- **GIVEN RECORDS**:
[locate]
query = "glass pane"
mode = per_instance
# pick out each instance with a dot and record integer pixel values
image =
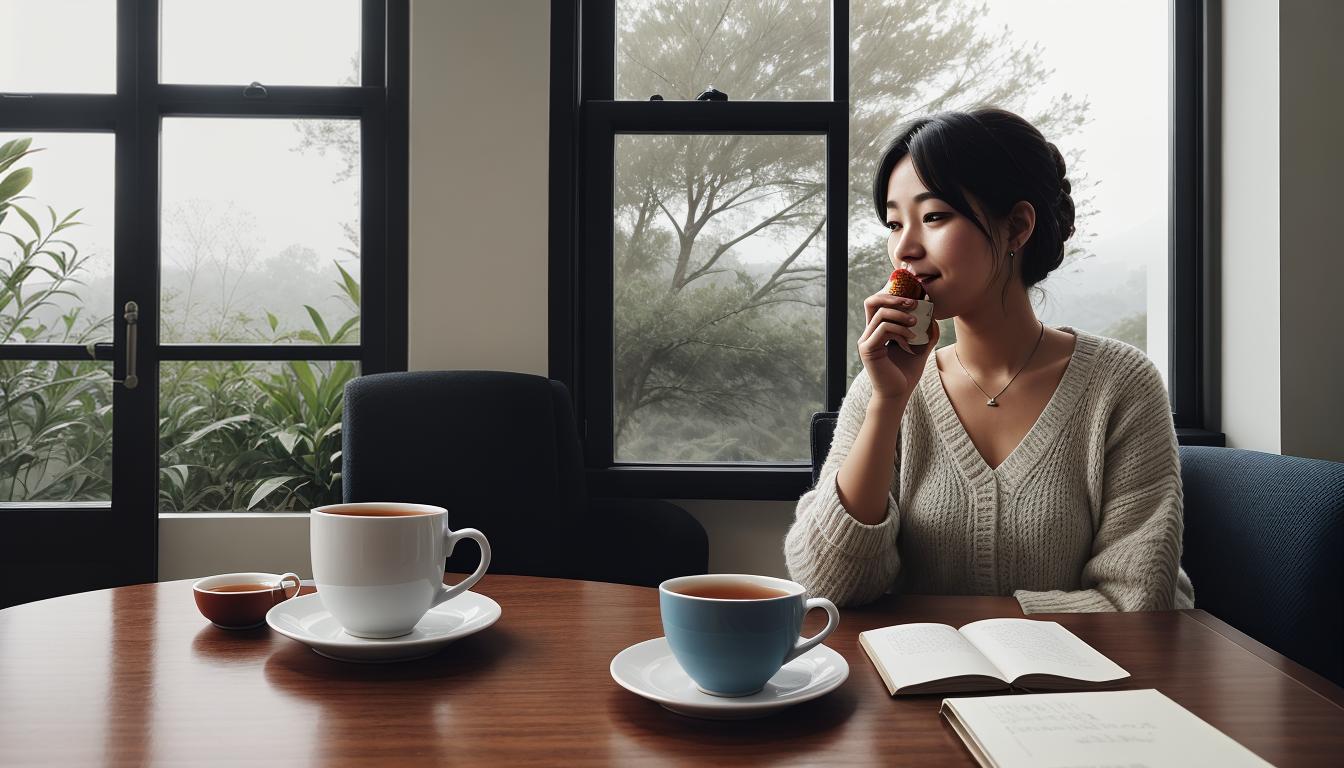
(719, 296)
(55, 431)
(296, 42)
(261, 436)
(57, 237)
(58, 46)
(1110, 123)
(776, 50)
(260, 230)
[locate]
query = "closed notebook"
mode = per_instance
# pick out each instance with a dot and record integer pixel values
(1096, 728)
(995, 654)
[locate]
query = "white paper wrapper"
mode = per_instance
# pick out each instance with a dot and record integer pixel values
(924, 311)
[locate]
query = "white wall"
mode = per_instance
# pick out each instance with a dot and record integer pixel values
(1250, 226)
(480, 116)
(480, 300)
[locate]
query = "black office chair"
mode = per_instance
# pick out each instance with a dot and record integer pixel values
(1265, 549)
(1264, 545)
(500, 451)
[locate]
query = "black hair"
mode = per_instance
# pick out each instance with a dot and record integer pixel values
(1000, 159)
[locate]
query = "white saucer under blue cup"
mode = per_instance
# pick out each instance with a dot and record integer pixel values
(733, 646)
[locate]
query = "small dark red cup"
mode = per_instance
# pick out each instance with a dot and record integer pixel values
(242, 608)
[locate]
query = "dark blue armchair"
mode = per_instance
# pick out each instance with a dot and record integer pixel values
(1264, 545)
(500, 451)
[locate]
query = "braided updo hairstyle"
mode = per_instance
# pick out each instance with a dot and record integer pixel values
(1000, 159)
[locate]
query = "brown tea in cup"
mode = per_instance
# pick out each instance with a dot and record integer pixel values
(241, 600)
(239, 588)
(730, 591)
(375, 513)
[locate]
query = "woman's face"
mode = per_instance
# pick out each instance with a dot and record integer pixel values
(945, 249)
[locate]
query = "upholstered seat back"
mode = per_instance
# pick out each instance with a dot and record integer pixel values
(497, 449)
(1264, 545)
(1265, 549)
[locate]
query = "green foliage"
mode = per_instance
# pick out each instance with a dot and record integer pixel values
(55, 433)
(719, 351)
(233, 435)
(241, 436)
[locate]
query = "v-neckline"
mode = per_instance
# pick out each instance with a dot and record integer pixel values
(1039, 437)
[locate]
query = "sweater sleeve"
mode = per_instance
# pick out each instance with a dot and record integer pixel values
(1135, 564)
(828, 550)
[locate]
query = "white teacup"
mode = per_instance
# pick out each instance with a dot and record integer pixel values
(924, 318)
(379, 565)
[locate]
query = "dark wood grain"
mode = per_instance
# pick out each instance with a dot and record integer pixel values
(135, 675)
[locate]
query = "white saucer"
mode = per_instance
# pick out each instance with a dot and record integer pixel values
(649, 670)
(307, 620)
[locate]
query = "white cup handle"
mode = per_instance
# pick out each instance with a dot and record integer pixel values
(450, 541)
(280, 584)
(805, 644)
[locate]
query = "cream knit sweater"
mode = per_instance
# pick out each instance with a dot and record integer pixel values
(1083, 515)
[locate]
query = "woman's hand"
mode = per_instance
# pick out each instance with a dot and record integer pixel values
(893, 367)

- **WRITTEN INSTRUCTION**:
Quote every record above exactly, omitting any pictures they contain.

- **TASK RESULT**:
[locate]
query = "glass pane"
mode = per_instance
# pick out each instance with a dot and record integer pixel values
image =
(719, 296)
(55, 431)
(296, 42)
(261, 436)
(57, 237)
(58, 46)
(1110, 123)
(776, 50)
(260, 230)
[locate]
query = "closed notebook"
mode = per_instance
# pick out each instance with a dot and record integer pixel values
(1096, 728)
(995, 654)
[locate]
query = "white paper wrapper"
mode = per_instance
# pick out each instance with a dot and record integer pixel values
(924, 311)
[locate]
query = "white wall"
mode = per_instance
# pick out each instance with a dot and record integer pixel values
(1250, 226)
(480, 116)
(480, 300)
[locate]
query = "black office chair"
mode = per_instance
# pick out each instance with a dot and record integer pixel values
(1265, 549)
(1264, 545)
(500, 451)
[locate]
query = "black hair"
mode = per_instance
# pick out each instance with a dot and record integer pixel values
(1000, 159)
[locate]
query = "white saucer under blue cup"
mode = per_instance
# pick out each instance with a dot and record integer pixel values
(733, 646)
[locate]
query = "small dark red cup"
mode = per_instance
# pick out each instance with a dot and record integer pixel values
(242, 608)
[locate]
query = "dark blue armchair"
mode = per_instance
# pick out each instance with a dot and record integer pixel values
(1264, 545)
(500, 451)
[locate]
query = "braided updo hairstyle"
mode = per_instance
# pick out each instance with a dot and record integer pixel values
(1000, 159)
[locate]
query = "brown tea in cup"
mode = per_instance
# pick out each instance with a dot and record integer pixel values
(241, 600)
(239, 588)
(730, 591)
(375, 513)
[locate]
query = "woman's face"
mode = per_instance
# pick out each instance with a dot and record integer pixel values
(945, 249)
[locate]
query = "upholstered seat back"
mode = per_instance
# pick out each instance with a dot and record integer pixel values
(497, 449)
(1264, 545)
(1265, 549)
[locate]
query = "green foliage"
mode = per_instance
# pick out each instance with a dot and record integer pixel values
(55, 433)
(719, 351)
(233, 435)
(241, 436)
[locate]
query = "v-neckline"
mode = per_instance
# pick out each instance with a dot and record integer pixel values
(1039, 437)
[locate]
query = "sweater sleeve"
mode = per_instance
# pick out each instance with a dot and record integer pixel values
(1135, 564)
(828, 550)
[locate]
query = "white teacup"
mode = per_instance
# pick out each instance with a dot and record integer pixel values
(924, 318)
(379, 565)
[locate]
query = "dark wood grain"
mode = per_instance
# pick out each instance with a dot and record integer pixel values
(135, 675)
[locate]
query = "white saucer"
mode = per_instance
# pick out each instance with a dot and record integer pixel values
(649, 670)
(307, 620)
[locate]
query = "white cup handle"
mode = per_instance
# pick out each instance with a dot and record integer pixel values
(450, 541)
(280, 584)
(805, 644)
[locate]
query = "cream knit sweater"
mode = per_instance
# pick out each instance with a dot and record integer pixel values
(1083, 515)
[locate]
query = "woman's hand"
mode = per_instance
# pick out each instance with a dot and record integer pixel values
(893, 367)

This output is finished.